> SELECTED EXTRACT
********
# Still a new guy - Question Time - Build Sheet



## 70455goat (Nov 5, 2007)

All,

Thanks again for the warm welcome. A lot of nice cars here, mine will have nice company here.

I have a question. Over the last few years, while I've been looking for a car, I noticed a lot of discussions about 442's and the fact that GM would hide a build sheet somewhere in the car as it went down the assembly line. (on top of gas the tank, behind the rear seat, under the dash, etc) Does anyone know if Pontiac did that for the GTOs? Mine was given birth in Fremont CA the first week of December, 1970.

Also, there is a code right in the middle of the middle row of my Data Plate that says B80 that I havent' been able to decode. Anyone know what that is? There are also two codes on the bottom row, in the middle and at the right that says: 033540 350177. I think they were Accessory Codes, but haven't found anywhere to decode them either. Any info would be great.

I know about PHS. I will probably do that one of these days.

Thanks

Dale


----------



## macgto7004 (Jul 22, 2007)

Hey Dale,
I can't sort out any of the data codes, but one place to look for a build sheet would be tucked into the springs on the bottom rear seat cushion. That is a common place for them.


Russ


----------



## 70455goat (Nov 5, 2007)

macgto7004 said:


> Hey Dale,
> I can't sort out any of the data codes, but one place to look for a build sheet would be tucked into the springs on the bottom rear seat cushion. That is a common place for them.
> 
> 
> Russ


Thanks for the info. That's easy enough to check out. I will look when I get home tonight.


----------



## Rukee (Feb 8, 2007)
********
[Rows from a pointing dataset]
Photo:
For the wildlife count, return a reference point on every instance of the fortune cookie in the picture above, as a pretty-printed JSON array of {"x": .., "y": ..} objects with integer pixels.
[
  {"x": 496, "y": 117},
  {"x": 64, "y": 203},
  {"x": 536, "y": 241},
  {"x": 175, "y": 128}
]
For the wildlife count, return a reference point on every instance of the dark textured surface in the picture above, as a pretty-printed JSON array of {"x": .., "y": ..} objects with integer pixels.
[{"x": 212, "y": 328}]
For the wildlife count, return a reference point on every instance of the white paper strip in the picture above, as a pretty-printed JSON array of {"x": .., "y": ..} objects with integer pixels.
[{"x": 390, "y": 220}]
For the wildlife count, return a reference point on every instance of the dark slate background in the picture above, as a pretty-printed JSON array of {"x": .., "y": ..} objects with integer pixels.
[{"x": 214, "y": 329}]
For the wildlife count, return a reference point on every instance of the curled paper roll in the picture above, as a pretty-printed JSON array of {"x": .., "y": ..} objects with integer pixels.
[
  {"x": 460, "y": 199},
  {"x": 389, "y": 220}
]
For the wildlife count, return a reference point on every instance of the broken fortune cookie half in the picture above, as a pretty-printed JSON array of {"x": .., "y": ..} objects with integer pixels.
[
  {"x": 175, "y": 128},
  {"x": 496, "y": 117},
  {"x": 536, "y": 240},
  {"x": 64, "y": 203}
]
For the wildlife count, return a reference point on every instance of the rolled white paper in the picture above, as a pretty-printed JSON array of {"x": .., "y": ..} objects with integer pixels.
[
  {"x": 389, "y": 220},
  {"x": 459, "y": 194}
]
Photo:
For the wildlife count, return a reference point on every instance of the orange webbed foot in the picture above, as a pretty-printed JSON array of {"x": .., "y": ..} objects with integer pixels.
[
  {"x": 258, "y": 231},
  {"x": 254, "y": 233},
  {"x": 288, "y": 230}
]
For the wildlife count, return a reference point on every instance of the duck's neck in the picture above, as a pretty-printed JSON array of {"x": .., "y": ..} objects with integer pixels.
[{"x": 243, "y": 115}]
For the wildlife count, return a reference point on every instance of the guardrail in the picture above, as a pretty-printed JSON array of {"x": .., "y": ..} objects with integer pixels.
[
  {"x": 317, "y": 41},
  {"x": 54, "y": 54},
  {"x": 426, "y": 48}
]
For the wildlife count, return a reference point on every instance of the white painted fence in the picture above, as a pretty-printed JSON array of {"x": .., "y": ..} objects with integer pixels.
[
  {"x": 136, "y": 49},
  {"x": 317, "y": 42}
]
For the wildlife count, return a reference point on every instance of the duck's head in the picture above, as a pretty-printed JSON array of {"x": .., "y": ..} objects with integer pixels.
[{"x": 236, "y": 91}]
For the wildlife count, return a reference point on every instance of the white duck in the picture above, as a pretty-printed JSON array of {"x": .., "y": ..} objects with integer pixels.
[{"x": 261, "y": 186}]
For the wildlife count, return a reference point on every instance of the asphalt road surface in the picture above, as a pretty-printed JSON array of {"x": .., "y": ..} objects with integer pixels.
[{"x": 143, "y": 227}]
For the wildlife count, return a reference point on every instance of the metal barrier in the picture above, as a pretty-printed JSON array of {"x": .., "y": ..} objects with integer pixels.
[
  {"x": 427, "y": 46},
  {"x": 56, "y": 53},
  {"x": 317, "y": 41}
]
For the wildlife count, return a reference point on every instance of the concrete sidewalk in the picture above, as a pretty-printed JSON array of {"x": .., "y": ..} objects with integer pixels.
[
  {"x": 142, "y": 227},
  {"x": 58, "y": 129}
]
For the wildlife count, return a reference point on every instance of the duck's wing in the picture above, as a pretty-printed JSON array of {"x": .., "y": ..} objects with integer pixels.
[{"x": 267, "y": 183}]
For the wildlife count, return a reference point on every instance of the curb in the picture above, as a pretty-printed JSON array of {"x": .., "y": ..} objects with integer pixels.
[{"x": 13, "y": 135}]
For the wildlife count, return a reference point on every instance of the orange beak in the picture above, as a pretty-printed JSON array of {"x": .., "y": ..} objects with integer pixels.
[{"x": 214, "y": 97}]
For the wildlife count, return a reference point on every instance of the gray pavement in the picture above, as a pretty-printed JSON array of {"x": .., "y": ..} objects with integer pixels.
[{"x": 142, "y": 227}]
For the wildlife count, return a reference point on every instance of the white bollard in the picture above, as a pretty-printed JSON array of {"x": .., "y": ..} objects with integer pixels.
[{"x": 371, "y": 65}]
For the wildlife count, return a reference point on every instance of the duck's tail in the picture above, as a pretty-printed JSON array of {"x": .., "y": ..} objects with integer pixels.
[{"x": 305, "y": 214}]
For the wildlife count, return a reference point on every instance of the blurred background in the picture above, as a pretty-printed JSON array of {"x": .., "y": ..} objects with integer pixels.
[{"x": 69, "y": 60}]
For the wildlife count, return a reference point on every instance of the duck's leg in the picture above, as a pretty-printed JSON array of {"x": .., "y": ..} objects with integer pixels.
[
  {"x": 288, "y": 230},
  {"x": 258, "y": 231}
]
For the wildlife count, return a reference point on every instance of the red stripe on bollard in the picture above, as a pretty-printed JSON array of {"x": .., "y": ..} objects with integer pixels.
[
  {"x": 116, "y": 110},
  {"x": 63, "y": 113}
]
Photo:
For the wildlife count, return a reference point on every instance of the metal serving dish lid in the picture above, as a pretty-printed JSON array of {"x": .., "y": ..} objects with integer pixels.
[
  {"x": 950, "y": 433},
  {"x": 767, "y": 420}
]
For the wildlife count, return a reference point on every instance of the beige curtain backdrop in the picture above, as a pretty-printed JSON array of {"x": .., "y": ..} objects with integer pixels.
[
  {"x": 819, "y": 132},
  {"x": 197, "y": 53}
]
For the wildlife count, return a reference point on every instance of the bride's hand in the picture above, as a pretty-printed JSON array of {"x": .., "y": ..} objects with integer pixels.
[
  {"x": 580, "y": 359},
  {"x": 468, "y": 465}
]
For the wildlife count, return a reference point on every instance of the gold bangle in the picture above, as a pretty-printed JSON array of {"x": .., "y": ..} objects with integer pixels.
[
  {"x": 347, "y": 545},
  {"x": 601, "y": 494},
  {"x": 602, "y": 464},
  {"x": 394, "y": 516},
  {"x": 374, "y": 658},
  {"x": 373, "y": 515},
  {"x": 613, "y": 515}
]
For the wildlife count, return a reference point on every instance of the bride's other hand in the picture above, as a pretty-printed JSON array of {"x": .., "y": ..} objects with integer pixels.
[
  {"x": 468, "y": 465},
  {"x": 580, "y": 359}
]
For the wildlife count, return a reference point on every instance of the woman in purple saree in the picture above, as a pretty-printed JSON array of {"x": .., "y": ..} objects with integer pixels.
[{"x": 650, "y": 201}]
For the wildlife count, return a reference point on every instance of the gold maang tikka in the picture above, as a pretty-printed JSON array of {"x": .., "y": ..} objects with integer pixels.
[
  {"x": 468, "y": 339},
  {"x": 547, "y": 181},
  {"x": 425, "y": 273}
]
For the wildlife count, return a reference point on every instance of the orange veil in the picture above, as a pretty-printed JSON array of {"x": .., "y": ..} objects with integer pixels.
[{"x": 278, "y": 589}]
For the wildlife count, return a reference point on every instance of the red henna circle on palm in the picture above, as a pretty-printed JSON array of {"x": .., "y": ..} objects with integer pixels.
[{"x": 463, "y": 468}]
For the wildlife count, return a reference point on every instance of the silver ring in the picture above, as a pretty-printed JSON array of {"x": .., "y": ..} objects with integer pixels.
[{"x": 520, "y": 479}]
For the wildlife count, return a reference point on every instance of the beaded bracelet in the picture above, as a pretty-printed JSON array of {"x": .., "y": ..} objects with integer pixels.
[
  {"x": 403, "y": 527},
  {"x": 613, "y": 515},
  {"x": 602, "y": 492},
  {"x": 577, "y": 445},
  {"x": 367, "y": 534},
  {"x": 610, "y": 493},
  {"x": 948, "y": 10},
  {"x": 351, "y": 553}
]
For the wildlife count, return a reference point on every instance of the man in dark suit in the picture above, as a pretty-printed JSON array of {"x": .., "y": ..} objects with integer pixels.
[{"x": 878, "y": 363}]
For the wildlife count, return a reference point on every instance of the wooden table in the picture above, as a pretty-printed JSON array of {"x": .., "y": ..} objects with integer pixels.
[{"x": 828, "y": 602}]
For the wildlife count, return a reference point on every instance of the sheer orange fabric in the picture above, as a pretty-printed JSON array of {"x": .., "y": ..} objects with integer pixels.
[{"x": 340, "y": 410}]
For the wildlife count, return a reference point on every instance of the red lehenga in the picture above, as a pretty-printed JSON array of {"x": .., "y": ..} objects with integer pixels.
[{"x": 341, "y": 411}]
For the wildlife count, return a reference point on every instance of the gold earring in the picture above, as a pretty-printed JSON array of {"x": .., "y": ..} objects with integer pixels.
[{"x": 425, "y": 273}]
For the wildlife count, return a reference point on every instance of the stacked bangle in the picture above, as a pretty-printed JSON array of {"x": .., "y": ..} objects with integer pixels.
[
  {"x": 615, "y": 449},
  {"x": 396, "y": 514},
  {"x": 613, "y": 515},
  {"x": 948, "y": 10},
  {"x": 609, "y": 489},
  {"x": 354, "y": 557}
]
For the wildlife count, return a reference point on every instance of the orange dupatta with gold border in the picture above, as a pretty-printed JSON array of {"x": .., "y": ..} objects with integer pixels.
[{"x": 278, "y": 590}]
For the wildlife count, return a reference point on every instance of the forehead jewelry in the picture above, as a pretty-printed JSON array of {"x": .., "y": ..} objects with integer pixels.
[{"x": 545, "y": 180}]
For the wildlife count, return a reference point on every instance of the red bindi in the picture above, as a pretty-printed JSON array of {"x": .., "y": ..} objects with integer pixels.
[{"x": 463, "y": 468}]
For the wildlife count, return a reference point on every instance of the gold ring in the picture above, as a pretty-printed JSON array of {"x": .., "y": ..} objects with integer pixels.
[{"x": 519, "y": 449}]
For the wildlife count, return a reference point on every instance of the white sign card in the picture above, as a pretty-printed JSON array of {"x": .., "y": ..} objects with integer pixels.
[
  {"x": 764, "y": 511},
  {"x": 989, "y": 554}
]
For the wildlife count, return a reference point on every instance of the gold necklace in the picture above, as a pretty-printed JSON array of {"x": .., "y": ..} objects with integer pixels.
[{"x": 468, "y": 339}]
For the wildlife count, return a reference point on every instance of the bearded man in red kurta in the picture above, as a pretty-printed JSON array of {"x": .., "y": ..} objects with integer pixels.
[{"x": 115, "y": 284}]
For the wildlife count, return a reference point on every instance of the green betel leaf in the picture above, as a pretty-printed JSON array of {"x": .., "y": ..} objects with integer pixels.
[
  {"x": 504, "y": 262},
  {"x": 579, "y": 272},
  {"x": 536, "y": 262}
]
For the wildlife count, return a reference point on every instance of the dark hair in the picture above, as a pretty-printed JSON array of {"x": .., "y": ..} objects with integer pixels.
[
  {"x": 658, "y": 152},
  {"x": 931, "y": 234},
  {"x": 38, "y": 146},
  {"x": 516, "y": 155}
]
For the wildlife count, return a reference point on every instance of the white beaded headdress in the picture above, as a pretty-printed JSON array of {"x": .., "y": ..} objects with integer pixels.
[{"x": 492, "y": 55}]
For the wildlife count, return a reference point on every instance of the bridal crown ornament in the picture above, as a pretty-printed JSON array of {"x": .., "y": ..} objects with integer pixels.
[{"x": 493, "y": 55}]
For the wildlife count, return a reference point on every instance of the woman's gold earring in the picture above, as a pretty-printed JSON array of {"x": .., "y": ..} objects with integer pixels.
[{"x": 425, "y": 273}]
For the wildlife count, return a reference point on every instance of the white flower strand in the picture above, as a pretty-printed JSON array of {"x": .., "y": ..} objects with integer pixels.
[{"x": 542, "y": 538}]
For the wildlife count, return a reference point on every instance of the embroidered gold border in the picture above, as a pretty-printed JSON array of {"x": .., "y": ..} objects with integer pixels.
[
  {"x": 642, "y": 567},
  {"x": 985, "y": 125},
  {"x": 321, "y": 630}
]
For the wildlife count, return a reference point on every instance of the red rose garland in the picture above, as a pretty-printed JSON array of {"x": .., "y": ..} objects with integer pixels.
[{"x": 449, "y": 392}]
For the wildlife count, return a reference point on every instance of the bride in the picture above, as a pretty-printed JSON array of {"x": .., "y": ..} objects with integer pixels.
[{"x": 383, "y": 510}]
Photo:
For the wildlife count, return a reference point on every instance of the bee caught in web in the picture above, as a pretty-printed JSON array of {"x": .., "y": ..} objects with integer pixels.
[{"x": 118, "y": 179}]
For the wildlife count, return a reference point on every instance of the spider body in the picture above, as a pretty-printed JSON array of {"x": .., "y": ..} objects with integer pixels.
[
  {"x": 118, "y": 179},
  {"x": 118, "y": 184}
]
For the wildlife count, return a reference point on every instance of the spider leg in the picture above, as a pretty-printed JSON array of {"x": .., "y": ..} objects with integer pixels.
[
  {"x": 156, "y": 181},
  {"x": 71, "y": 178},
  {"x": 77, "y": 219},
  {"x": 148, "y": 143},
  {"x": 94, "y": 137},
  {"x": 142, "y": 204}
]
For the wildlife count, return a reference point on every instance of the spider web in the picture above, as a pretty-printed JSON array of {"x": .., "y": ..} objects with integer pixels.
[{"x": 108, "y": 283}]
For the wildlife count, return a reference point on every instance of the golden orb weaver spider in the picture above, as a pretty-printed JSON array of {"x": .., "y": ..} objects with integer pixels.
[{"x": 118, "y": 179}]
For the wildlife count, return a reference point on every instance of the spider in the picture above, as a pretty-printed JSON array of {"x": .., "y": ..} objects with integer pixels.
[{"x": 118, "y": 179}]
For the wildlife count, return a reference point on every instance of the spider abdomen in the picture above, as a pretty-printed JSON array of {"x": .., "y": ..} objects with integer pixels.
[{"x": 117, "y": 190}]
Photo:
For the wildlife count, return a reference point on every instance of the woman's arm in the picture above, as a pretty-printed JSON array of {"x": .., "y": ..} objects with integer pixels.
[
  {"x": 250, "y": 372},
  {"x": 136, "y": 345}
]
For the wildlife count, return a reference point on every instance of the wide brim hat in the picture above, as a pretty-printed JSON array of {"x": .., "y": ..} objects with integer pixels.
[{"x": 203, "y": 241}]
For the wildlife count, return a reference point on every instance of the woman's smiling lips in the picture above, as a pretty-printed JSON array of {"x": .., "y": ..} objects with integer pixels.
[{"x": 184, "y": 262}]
********
> PROBLEM SET
a. In the build sheet thread, copy everything from "Also, there is" down to "of these days.", putting "trim tag" in place of "Data Plate".
b. In the build sheet thread, where and when was the first poster's car built?
c. Put this sentence from the build sheet thread into Spanish: "That's easy enough to check out."

> SOLUTIONS
a.
Also, there is a code right in the middle of the middle row of my trim tag that says B80 that I havent' been able to decode. Anyone know what that is? There are also two codes on the bottom row, in the middle and at the right that says: 033540 350177. I think they were Accessory Codes, but haven't found anywhere to decode them either. Any info would be great.

I know about PHS. I will probably do that one of these days.

b. In Fremont, CA, during the first week of December 1970.

c. Es bastante fácil de comprobar.